**Problem**
Please list every line in the material below that contains the word "leather", copying each one in full.

**Data provided**
■ ■ ■ ■ ■ ■ ■
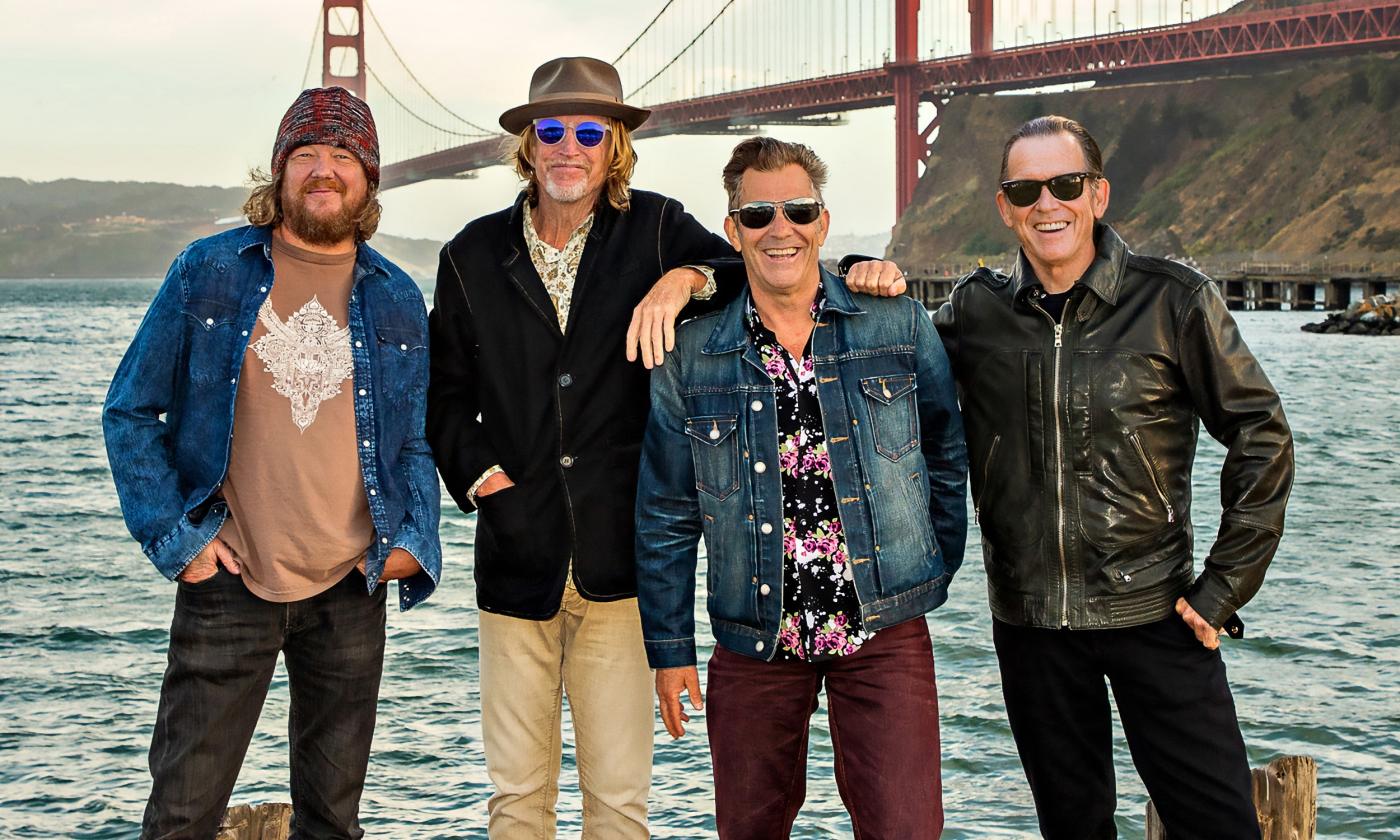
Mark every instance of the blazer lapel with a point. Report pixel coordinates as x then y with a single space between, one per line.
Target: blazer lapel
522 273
■ ■ ■ ■ ■ ■ ■
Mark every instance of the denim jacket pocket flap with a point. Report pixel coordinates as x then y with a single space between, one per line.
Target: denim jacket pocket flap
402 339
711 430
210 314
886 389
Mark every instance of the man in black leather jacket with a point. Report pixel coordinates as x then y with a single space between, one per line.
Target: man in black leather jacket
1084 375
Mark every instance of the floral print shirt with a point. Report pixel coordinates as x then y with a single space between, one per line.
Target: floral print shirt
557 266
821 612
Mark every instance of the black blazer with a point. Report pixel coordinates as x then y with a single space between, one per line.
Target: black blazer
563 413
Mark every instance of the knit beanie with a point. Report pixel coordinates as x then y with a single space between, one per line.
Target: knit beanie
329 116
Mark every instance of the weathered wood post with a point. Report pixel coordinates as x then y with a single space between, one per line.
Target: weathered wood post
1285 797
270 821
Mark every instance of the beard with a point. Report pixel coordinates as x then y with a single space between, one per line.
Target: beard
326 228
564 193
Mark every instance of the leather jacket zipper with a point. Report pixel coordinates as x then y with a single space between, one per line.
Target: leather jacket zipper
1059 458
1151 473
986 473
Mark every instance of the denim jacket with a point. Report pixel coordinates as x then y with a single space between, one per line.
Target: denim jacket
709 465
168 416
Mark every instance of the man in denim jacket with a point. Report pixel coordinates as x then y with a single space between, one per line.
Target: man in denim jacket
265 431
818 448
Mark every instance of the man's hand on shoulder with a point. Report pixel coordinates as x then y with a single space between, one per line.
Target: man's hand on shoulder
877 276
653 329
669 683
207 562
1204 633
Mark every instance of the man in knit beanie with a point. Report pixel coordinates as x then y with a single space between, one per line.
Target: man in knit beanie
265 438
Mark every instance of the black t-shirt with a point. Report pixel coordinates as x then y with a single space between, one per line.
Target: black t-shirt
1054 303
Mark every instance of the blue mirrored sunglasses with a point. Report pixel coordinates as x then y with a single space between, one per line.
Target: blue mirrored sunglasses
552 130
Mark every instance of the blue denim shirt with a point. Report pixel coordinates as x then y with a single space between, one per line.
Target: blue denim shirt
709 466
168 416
■ ■ ■ ■ ■ ■ ■
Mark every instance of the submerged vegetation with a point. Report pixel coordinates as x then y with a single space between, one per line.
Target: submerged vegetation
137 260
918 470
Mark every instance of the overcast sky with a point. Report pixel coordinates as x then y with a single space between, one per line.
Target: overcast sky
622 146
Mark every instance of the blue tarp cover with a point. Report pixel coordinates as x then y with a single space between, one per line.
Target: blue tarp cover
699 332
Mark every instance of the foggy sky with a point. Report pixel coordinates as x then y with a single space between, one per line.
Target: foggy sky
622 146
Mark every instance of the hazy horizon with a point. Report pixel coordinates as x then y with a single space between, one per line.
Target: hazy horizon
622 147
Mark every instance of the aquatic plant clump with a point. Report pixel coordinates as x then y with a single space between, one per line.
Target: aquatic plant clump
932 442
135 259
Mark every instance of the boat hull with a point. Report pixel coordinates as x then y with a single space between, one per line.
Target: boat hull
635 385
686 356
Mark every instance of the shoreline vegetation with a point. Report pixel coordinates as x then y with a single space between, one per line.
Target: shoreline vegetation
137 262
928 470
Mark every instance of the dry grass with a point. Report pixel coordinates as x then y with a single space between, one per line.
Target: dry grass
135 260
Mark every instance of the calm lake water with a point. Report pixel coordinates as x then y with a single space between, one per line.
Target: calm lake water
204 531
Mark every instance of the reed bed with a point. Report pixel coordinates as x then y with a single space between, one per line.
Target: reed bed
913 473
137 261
■ ■ ■ ■ ■ ■ ■
**Written solution**
Mark every instance of the man in black leather jacket with a point. Report pixel coordinates as x then y with a single space between, one per line.
Target: man in black leather jacket
Mark every instance of the leather jacket zipper with a point. Report pixel coordinates as x then y with a single space between, one per line.
Target: leather jacket zipper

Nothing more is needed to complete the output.